Supplied text
───

These are the top 10 expensive cities of 2022.

In the U.S., inflation was 8.6% last month and one of the highest in the world. But it’s not the only nation to feel the brunt of high costs. Data and mobility company ECA International has released a list of the world’s most expensive cities in 2022 and New York features in the prominent second position. However, Asian cities dominate the list with Hong Kong again taking the crown.

ECA has researched the cost of food, clothing, electric goods, utility costs, transport, household goods, meals out, and alcohol, among others, to calculate the cost of living that expats are paying across 207 cities in 120 countries. The report explains, “This comparison of cost of living is calculated on a base composed of various developed countries and is used to reflect an international lifestyle. Other indices available from ECA reflect specific city-to-city comparisons and different levels of shopping efficiency.”

1 OF 10

Hong Kong

WHERE: Special Administrative Region of China

For another year, Hong Kong has been highlighted as the world’s most expensive city. The cost of tomatoes in the city is $11.51 as compared to New York’s $6.55 and Sydney’s $5.67. Petrol is also an expensive resource at $3.04 per liter to New York’s $1.24.

Lee Quane, Regional Director – Asia at ECA International, said, “Year on year price rises of 3%, as measured by our basket of goods and services, are higher than we typically see in Hong Kong, but are lower than rates in similar cities both within the region and globally. Rather, it has been the strength of the Hong Kong dollar, which is pegged to the US dollar, in the past year which has enabled it to maintain its position as the most expensive location worldwide as other currencies have weakened.”

───

Listed records
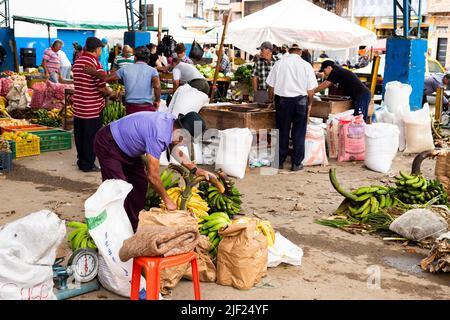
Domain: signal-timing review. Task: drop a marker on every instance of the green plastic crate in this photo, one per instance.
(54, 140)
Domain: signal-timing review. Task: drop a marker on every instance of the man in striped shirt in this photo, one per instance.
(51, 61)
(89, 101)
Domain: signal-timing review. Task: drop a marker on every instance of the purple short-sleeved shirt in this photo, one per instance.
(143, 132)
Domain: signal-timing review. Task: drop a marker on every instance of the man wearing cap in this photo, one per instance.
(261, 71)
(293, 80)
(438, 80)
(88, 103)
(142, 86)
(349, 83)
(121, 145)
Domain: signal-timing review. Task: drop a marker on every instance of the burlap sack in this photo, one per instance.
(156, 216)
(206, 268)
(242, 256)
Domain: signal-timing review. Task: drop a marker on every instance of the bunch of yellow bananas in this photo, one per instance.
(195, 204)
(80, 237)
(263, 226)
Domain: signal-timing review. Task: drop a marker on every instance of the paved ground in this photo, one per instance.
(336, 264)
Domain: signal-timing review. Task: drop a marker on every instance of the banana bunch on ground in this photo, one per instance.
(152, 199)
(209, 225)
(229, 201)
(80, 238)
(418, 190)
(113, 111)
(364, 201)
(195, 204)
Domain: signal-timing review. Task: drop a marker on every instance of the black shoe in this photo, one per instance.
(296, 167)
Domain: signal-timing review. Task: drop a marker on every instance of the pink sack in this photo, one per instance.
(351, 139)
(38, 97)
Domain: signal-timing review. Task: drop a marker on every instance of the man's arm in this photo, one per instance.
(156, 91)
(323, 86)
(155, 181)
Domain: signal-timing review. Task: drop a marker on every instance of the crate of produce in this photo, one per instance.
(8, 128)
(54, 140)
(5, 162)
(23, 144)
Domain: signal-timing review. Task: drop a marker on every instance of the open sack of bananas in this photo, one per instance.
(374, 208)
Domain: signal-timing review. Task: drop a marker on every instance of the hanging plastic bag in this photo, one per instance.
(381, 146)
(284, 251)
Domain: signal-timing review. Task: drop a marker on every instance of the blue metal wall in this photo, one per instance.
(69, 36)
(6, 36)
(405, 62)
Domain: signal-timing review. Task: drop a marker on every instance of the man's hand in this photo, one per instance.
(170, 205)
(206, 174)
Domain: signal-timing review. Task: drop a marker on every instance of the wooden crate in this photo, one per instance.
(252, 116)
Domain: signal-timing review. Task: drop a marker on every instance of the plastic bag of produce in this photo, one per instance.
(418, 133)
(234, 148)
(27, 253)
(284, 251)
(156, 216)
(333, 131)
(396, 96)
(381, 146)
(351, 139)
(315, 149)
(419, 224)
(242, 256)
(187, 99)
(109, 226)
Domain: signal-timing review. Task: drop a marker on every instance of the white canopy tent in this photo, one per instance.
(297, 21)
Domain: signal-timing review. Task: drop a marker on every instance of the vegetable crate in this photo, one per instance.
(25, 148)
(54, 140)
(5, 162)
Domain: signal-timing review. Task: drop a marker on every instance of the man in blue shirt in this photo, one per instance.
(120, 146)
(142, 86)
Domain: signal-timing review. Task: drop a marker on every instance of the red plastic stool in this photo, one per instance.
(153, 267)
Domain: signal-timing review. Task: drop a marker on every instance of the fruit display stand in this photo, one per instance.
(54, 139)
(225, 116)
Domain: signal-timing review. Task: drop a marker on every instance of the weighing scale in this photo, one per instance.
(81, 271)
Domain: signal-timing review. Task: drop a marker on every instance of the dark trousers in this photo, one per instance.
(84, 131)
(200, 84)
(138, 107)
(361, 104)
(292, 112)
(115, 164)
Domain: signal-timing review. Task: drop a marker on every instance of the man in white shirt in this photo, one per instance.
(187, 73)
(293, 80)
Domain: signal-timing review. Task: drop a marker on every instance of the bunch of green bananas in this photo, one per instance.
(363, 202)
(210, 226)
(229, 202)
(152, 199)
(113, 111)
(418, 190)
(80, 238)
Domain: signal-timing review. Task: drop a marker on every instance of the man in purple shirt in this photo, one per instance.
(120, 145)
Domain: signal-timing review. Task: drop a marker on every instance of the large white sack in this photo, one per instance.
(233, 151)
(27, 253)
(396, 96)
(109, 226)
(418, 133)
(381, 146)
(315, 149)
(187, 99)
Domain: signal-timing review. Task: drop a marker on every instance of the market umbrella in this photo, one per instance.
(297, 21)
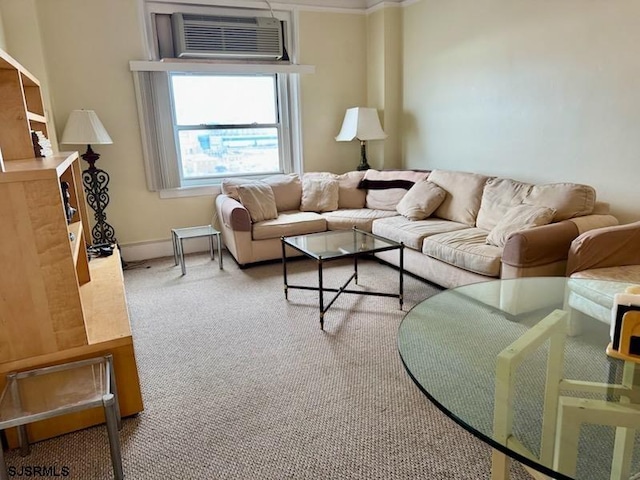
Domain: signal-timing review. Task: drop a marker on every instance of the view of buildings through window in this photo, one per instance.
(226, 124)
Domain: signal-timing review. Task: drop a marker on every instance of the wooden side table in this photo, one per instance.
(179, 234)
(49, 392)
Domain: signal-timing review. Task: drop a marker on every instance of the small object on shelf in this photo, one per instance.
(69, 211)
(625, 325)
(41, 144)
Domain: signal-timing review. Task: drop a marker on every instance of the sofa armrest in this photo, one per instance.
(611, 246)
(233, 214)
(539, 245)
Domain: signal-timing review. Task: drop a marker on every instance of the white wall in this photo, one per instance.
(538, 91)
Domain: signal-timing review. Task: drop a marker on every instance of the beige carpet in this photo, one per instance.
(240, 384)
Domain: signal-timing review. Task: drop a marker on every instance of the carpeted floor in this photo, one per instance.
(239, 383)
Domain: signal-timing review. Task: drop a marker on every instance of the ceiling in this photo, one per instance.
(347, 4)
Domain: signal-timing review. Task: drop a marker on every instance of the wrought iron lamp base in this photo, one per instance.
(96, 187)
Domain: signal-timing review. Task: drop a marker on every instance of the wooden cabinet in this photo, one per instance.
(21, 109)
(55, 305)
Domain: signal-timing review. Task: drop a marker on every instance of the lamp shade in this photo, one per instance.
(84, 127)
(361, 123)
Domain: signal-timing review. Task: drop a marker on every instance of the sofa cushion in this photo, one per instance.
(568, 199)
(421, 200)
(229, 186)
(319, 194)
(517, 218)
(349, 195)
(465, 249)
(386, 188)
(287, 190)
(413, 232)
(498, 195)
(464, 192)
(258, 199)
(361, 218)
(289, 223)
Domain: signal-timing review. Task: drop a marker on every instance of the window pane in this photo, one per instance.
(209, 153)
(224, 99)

───

Tasks and exercises
1 - Reproduce the passage on expensive cities, everything from "In the U.S., inflation" down to "taking the crown.".
2 - Answer these questions using the passage on expensive cities:
(a) How many cities did ECA cover in its cost-of-living calculation?
(b) What does a tomato cost in Hong Kong?
(c) How large were the year-on-year price rises in Hong Kong, as measured by ECA's basket of goods and services?
The rows have no connection to the text.

Answers by task
1 -
In the U.S., inflation was 8.6% last month and one of the highest in the world. But it’s not the only nation to feel the brunt of high costs. Data and mobility company ECA International has released a list of the world’s most expensive cities in 2022 and New York features in the prominent second position. However, Asian cities dominate the list with Hong Kong again taking the crown.

2 -
(a) 207 cities, across 120 countries.
(b) $11.51.
(c) 3%.